### Your task
Repeat, word for word, the lines below that start at the line containing "of the poster" and end at the last line of the items.

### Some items
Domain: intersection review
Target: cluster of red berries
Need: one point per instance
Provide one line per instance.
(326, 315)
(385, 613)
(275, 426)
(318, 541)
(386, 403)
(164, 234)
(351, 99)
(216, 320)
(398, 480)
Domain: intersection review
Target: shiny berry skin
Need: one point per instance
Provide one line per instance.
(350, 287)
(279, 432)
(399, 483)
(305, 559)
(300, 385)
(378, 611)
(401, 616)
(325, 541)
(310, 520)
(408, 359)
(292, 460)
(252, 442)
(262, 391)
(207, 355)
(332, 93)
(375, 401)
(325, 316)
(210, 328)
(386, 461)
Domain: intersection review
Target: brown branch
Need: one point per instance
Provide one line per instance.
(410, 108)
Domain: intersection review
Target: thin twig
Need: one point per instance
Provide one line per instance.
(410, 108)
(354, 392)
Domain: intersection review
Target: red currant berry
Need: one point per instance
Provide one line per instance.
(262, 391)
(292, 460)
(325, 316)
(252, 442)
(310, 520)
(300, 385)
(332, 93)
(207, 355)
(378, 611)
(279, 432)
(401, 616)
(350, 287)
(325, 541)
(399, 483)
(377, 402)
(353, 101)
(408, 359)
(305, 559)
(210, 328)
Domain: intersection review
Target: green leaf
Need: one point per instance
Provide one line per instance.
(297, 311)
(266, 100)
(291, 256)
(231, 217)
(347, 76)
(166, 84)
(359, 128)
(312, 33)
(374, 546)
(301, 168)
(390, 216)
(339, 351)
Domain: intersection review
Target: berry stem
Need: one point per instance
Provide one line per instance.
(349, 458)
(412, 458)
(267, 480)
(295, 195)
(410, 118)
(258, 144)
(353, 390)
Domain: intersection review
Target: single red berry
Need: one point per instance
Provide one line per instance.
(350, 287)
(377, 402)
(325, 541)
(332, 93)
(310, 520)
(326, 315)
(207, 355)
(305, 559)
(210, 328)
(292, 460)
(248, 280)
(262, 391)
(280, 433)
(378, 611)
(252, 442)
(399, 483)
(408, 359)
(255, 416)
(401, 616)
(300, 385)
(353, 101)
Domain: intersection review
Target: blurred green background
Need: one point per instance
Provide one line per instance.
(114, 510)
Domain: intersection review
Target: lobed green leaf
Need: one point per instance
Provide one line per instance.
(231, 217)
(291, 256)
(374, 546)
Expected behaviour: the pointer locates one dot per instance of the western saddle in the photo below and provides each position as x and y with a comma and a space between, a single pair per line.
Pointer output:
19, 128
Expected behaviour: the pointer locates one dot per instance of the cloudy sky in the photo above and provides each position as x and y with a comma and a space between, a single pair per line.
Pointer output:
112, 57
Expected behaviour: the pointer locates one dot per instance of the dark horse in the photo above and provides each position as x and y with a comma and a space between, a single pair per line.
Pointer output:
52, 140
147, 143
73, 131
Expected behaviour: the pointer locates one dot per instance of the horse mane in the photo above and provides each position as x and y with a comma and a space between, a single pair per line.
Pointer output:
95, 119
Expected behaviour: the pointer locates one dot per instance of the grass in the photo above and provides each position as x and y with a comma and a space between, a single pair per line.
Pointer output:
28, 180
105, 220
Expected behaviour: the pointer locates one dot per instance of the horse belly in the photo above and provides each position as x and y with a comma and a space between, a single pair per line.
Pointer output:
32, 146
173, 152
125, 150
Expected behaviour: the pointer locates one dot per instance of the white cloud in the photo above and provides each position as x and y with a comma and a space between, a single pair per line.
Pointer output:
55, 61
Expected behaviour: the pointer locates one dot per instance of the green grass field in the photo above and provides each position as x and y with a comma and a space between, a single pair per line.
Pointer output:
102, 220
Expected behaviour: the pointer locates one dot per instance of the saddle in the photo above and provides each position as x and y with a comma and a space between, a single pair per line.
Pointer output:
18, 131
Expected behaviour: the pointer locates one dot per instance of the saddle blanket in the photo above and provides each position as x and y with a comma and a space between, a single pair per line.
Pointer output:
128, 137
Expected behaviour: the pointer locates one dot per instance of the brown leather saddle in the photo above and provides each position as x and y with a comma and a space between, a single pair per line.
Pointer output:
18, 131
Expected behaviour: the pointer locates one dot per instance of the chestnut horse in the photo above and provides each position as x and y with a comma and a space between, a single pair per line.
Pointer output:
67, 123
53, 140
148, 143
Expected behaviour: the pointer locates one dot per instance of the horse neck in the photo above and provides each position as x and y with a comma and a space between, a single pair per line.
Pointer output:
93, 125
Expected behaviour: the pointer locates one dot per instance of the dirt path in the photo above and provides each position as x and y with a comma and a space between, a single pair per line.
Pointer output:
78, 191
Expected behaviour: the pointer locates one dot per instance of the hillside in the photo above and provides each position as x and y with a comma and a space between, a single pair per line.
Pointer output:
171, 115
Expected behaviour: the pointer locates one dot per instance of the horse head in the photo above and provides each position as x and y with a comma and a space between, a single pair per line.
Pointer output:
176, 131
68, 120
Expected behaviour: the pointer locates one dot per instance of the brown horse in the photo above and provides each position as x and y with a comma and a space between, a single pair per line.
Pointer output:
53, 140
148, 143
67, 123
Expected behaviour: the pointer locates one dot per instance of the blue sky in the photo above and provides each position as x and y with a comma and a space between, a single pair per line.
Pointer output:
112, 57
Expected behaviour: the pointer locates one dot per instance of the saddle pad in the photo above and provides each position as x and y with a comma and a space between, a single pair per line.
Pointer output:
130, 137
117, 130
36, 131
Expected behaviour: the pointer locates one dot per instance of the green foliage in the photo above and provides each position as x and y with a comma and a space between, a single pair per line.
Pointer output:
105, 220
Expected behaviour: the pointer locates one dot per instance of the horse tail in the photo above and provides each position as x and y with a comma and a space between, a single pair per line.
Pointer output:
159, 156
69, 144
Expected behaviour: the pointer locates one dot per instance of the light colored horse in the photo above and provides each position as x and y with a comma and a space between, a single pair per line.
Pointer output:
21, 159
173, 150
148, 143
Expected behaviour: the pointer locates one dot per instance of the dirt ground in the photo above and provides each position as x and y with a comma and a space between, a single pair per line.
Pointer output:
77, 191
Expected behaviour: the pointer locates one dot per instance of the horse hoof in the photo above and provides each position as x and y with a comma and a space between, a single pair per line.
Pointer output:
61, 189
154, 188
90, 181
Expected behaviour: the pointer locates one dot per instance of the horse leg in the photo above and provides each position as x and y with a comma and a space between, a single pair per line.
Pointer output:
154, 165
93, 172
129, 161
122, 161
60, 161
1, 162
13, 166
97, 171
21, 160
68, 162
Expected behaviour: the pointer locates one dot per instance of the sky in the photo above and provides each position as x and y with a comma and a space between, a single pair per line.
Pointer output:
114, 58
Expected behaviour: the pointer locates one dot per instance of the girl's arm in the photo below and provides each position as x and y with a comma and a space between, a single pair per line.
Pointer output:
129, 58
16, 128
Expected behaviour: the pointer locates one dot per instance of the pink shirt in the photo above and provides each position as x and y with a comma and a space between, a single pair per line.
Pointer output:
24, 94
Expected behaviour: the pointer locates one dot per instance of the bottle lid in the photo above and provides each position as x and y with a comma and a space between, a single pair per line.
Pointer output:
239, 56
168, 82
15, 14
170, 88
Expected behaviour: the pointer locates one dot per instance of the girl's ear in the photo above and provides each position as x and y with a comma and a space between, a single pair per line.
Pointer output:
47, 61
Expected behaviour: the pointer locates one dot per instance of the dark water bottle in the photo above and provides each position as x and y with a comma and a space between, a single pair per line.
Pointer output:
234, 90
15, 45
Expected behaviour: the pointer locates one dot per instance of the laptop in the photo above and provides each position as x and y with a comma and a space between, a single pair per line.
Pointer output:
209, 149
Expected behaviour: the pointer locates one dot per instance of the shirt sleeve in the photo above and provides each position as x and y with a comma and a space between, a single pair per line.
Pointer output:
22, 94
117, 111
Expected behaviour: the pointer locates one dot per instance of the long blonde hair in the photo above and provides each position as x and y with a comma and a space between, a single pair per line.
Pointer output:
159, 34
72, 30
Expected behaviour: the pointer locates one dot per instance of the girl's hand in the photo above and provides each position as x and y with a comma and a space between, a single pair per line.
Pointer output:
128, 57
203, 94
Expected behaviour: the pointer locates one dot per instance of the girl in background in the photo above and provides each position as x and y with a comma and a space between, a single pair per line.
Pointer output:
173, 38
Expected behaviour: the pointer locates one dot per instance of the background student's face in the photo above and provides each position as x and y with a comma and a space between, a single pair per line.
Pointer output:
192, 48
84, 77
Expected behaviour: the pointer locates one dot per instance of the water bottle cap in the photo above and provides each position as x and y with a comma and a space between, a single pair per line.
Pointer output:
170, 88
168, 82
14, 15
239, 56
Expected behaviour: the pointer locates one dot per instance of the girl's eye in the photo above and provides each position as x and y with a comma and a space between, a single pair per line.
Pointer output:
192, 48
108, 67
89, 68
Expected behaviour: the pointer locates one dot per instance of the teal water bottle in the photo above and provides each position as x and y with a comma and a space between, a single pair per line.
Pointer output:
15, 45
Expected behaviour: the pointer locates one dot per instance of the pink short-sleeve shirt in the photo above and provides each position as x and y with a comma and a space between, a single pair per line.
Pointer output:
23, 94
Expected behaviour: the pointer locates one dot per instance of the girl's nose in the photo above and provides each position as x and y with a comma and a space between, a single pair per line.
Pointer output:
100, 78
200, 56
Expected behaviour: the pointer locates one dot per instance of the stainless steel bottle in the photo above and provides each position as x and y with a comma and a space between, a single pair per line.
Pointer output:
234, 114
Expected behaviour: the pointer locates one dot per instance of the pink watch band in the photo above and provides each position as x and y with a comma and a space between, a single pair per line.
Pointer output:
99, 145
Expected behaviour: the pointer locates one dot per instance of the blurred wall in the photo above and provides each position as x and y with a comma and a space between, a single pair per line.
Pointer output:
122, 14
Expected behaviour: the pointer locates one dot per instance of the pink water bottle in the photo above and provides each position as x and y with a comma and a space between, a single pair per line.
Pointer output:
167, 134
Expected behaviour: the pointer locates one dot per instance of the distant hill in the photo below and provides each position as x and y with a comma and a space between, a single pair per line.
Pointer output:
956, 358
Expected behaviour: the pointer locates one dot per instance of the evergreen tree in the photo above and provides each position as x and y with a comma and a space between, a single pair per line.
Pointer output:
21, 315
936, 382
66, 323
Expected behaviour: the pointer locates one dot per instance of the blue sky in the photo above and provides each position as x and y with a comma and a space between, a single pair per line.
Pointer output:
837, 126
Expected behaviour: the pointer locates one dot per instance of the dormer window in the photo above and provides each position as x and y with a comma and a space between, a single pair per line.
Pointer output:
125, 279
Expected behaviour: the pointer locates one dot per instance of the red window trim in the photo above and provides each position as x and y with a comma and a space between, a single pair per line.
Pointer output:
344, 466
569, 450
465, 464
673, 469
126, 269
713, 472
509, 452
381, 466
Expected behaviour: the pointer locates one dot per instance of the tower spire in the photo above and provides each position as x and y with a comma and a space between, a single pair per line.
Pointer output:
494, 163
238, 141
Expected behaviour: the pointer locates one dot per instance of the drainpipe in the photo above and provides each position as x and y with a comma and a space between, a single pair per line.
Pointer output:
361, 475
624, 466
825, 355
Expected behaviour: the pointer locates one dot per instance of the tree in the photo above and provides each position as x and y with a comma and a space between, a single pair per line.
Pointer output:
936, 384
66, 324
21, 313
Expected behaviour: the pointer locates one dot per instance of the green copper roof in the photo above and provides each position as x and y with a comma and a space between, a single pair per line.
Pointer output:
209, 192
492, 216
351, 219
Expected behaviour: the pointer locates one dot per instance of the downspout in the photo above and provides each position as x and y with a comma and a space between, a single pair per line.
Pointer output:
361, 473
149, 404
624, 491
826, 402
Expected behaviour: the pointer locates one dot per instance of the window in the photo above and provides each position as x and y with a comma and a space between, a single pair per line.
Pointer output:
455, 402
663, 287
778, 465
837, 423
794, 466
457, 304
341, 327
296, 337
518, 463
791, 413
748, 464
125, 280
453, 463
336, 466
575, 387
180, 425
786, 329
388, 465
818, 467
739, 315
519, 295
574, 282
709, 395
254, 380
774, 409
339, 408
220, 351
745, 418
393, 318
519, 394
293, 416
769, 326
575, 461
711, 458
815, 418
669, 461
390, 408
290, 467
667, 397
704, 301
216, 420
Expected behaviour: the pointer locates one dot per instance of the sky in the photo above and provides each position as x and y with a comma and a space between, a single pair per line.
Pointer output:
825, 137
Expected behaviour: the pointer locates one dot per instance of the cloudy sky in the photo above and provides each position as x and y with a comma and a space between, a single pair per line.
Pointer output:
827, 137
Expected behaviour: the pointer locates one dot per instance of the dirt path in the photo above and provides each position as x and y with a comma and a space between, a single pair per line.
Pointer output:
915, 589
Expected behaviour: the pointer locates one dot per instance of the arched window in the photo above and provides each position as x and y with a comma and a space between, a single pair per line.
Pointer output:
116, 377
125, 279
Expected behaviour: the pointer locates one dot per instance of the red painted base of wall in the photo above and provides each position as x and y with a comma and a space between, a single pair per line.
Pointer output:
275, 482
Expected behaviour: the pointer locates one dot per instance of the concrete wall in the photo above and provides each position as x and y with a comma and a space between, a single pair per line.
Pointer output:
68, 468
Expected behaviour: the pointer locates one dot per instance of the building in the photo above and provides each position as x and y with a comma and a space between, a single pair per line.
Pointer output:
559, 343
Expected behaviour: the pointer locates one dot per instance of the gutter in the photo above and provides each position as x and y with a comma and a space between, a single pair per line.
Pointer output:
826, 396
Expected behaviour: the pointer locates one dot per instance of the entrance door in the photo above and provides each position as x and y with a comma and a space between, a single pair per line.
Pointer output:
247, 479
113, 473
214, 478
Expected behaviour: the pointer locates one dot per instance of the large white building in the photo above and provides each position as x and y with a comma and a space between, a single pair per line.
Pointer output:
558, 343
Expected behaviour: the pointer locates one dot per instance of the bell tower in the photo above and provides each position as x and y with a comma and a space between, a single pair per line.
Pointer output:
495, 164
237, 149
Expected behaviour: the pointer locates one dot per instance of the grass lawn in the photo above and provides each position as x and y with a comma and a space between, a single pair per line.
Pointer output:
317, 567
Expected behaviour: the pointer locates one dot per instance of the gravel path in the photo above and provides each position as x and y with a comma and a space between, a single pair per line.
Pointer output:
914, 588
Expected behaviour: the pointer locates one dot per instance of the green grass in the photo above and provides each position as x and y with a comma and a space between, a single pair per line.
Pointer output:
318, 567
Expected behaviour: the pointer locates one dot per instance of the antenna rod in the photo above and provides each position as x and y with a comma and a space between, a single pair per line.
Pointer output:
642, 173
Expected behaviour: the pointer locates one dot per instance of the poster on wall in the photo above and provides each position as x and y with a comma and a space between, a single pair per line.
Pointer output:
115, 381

### Task solution
Expected behaviour: the pointer locates one dot per instance of the poster on wall in the photo above and provides each position as x and y with a comma and a space between, a single pair per line.
Pointer output:
115, 381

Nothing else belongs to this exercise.